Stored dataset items
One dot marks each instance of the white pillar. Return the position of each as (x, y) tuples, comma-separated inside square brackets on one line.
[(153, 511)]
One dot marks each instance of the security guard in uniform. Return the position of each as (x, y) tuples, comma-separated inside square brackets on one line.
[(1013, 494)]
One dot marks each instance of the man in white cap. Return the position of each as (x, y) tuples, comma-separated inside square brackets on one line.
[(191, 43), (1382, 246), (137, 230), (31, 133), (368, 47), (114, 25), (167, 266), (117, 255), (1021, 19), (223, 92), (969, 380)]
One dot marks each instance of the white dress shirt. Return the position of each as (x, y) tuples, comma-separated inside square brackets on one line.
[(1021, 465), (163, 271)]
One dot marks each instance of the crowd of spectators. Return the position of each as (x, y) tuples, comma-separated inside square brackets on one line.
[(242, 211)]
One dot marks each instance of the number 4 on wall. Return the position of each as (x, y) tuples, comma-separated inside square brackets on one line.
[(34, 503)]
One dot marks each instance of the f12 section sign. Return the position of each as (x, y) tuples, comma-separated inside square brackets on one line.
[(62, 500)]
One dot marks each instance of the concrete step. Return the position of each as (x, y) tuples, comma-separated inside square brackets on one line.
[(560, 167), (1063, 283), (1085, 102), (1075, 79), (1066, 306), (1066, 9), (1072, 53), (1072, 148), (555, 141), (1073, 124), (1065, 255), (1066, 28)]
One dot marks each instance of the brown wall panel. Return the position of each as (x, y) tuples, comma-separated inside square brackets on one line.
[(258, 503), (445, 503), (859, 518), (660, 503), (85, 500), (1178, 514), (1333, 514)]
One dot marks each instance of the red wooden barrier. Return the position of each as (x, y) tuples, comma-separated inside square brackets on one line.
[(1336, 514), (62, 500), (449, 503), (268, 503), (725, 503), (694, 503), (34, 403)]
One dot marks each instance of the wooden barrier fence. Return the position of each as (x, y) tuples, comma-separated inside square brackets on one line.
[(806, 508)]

#### To do:
Could you output the lines above, exactly as written, from the one containing "One dot marks each instance of the wooden" through the last, with both ends included and no others?

#### Answer to the exercise:
One dot marks each instance of the wooden barrier fence. Return the position of each as (x, y) tuples, comma-separated inside square brackets on one line.
[(806, 508)]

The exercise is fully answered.